WORK TO DO: Reproduce the lines from "Category: landscaping bush" down to "pixel 373 241", putting "Output template" in place of every "Format example" and leaving everything else unchanged.

SOURCE MATERIAL:
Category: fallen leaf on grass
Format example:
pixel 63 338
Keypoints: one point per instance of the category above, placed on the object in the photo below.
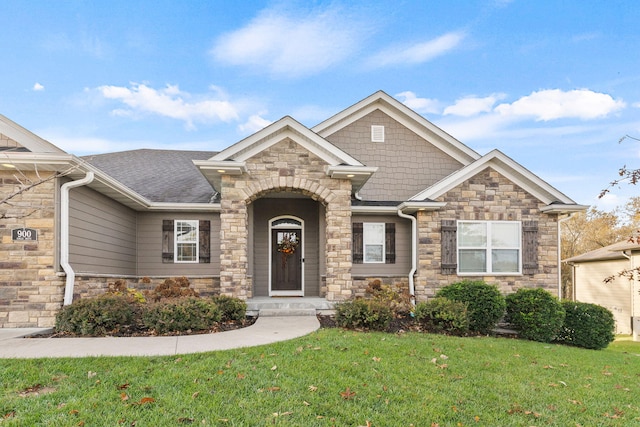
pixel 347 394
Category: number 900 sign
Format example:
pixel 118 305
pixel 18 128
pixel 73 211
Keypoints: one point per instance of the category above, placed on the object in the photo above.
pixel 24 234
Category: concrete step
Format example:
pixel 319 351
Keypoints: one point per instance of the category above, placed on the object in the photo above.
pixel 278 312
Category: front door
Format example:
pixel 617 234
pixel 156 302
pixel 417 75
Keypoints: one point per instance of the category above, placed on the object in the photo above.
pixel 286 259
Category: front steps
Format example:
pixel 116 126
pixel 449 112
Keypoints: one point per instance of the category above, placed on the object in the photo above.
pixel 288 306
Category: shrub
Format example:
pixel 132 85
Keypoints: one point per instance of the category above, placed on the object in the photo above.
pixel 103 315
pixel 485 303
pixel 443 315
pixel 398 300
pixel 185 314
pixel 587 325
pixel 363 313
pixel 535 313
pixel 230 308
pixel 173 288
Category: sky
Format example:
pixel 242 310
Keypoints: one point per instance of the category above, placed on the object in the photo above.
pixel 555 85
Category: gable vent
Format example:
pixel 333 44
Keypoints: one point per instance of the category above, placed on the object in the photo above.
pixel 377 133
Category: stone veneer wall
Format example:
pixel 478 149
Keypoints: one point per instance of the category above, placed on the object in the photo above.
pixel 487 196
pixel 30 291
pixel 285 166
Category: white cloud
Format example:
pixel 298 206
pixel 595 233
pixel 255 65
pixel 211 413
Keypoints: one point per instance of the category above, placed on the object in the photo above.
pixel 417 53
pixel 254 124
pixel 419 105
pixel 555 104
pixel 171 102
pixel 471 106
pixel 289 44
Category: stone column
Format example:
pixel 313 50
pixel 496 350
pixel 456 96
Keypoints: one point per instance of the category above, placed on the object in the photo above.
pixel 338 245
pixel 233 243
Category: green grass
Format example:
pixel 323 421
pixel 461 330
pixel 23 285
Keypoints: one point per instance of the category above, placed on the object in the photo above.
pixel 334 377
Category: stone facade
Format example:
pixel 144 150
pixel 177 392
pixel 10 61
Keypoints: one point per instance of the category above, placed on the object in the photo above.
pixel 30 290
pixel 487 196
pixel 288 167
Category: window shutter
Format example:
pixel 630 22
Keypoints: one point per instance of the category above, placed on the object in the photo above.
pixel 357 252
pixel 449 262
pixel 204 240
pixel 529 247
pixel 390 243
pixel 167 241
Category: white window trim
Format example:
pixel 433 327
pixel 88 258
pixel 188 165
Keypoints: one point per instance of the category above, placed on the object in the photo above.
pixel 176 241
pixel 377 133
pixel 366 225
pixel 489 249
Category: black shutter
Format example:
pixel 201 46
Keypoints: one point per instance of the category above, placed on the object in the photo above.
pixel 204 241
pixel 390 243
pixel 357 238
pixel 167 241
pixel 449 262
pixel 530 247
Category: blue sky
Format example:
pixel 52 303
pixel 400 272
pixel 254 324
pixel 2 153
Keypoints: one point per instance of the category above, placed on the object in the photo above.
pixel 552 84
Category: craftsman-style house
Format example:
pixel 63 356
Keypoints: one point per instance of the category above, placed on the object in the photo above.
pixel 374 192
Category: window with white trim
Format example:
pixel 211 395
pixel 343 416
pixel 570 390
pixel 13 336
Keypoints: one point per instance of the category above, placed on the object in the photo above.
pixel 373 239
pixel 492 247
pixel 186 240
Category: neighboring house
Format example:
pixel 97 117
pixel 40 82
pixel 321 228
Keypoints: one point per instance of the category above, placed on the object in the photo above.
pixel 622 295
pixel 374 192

==

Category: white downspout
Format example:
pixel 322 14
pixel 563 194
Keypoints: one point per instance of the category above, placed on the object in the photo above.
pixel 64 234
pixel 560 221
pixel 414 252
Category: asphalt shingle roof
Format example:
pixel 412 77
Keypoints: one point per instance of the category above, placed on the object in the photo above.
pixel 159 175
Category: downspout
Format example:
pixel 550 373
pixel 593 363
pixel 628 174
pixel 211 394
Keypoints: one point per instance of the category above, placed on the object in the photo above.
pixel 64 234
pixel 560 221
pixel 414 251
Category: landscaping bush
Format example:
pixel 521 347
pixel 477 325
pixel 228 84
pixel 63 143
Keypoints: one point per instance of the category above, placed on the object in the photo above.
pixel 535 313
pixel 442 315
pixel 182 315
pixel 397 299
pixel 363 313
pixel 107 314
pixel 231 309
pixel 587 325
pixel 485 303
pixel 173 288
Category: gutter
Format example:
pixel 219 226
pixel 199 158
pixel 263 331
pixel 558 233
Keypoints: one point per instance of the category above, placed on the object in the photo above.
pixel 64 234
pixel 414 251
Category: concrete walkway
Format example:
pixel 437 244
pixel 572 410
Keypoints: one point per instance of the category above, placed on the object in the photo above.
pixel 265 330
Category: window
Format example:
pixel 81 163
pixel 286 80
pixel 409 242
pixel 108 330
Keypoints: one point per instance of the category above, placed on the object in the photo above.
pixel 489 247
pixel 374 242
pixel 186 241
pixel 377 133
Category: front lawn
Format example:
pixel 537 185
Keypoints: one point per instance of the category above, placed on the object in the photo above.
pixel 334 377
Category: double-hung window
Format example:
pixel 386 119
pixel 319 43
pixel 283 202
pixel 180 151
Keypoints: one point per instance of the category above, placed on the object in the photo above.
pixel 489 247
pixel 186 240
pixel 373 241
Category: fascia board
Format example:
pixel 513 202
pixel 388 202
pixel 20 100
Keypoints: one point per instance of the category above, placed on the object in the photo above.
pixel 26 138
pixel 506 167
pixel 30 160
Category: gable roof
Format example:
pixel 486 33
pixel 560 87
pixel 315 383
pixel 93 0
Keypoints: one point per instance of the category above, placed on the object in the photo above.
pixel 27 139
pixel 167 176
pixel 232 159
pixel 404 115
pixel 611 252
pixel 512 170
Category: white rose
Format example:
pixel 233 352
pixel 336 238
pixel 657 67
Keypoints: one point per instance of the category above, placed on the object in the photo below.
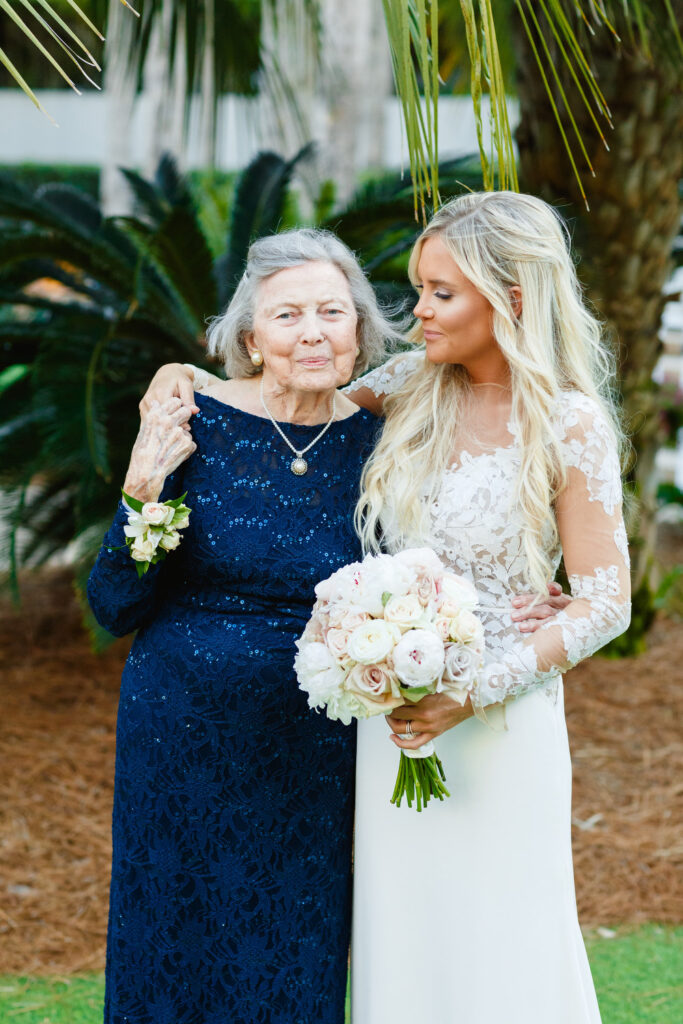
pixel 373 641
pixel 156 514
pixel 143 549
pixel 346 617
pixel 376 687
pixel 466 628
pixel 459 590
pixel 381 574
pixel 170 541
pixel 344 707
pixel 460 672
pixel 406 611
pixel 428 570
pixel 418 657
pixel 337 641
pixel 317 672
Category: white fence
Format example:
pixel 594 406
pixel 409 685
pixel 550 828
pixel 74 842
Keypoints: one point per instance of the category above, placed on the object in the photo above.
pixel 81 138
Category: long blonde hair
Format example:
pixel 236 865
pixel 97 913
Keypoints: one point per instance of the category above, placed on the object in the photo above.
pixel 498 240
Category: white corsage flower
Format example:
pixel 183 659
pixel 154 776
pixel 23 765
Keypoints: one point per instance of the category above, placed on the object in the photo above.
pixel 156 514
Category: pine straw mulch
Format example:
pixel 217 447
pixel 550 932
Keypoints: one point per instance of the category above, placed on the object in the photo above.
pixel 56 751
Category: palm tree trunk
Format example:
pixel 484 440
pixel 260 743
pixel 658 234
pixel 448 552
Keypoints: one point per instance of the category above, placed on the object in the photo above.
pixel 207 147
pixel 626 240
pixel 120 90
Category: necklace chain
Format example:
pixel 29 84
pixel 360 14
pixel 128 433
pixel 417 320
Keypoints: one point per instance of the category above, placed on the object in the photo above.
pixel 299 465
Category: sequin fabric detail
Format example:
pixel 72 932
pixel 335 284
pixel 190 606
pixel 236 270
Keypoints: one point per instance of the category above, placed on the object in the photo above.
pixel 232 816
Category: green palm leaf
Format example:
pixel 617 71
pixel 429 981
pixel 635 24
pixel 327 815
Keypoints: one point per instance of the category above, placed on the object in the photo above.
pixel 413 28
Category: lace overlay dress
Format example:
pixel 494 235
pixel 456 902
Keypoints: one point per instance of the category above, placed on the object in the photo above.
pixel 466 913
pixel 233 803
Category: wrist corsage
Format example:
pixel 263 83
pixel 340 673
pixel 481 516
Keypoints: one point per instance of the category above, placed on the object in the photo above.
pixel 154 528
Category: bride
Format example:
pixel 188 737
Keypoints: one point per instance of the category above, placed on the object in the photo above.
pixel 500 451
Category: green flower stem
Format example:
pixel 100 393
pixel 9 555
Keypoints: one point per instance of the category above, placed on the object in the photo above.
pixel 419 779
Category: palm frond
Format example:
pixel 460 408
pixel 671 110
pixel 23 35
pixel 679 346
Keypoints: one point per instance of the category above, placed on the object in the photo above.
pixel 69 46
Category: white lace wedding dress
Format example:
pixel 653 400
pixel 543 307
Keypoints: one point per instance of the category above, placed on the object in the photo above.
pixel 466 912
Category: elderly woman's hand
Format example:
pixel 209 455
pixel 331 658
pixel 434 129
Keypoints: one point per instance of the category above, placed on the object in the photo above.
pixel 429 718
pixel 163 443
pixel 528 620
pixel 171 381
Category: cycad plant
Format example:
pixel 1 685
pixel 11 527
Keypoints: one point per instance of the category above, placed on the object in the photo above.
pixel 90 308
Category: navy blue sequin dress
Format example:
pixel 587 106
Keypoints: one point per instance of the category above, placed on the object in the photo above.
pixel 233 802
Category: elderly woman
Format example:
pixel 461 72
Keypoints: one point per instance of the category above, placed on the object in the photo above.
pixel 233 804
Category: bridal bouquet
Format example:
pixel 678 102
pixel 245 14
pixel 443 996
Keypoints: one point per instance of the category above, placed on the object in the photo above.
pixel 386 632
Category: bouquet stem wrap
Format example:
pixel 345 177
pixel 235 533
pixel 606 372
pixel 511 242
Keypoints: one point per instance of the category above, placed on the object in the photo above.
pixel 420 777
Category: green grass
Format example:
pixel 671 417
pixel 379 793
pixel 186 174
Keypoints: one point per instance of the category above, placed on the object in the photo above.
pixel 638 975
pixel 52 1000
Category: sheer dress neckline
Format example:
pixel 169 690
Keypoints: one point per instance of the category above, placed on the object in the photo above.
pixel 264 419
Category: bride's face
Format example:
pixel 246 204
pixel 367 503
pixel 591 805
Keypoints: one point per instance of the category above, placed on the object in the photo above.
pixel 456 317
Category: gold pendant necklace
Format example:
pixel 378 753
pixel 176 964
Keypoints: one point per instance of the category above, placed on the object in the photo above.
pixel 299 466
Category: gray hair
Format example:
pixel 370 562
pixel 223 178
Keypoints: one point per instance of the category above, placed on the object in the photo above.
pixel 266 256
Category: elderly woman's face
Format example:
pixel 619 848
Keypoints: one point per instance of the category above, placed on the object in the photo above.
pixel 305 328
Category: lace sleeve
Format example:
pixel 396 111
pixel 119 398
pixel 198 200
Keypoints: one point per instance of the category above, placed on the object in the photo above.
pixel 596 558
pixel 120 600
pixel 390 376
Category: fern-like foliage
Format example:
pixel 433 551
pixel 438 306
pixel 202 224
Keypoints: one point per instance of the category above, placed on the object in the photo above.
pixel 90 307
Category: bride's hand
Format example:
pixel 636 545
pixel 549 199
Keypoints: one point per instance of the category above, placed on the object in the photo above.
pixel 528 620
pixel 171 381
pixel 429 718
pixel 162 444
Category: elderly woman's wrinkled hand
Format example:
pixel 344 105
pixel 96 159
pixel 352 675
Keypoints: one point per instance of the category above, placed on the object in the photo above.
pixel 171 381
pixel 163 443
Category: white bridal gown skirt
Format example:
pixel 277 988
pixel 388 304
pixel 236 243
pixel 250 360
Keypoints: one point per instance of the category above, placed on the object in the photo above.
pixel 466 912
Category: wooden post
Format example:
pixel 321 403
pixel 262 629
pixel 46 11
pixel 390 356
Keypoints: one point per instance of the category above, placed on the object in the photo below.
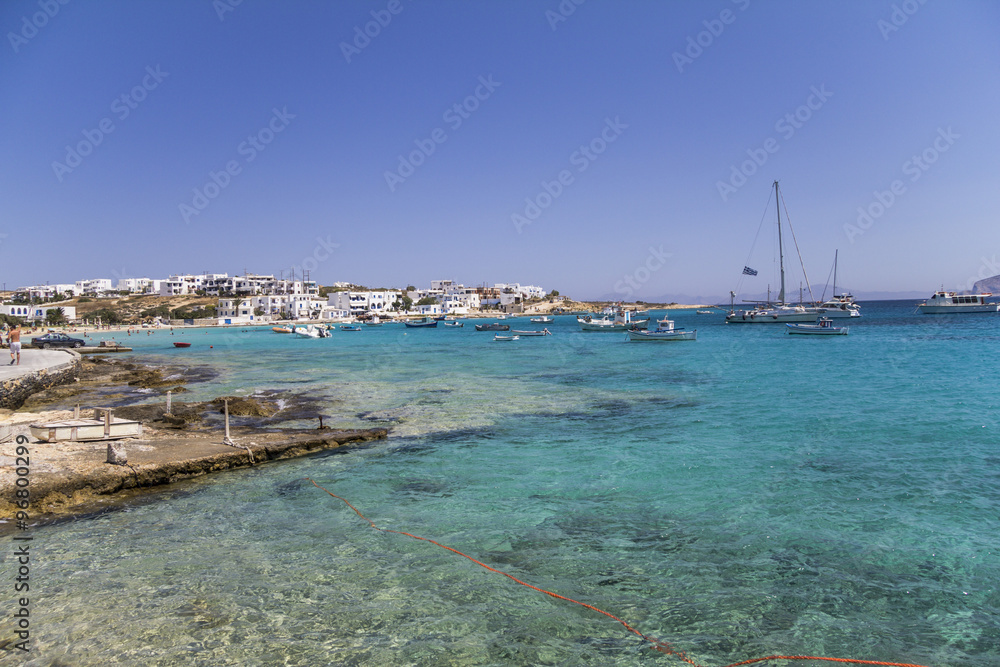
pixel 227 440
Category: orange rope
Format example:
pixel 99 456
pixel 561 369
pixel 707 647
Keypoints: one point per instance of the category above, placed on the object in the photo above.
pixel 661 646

FINISHED ANSWER:
Category: landscaping bush
Output template:
pixel 521 347
pixel 477 325
pixel 228 84
pixel 63 143
Keypoints: one point per instance of the category above, placed on the object in the photo above.
pixel 535 313
pixel 442 315
pixel 182 315
pixel 397 299
pixel 363 313
pixel 107 314
pixel 231 309
pixel 587 325
pixel 485 303
pixel 173 288
Category: gutter
Output template:
pixel 219 226
pixel 199 158
pixel 263 331
pixel 558 233
Keypoints: one point per instance of the category above, placed on the object in the photo above.
pixel 64 234
pixel 414 251
Category: concrete walkway
Output template:
pixel 437 244
pixel 572 410
Keypoints: one point per instance of the category above, placed on the object in the photo above.
pixel 265 330
Category: window
Output template:
pixel 81 163
pixel 286 80
pixel 409 242
pixel 108 330
Keypoints: one point per instance of the category above, placed on the object in the photo above.
pixel 489 247
pixel 374 242
pixel 186 241
pixel 377 133
Category: front lawn
Output template:
pixel 537 185
Keypoints: one point per instance of the category above, placed on the object in the photo above.
pixel 334 377
Category: double-hung window
Output template:
pixel 386 119
pixel 319 43
pixel 283 202
pixel 180 151
Keypoints: one point per instance of the category above, placed on the object in the photo above.
pixel 489 247
pixel 186 240
pixel 373 241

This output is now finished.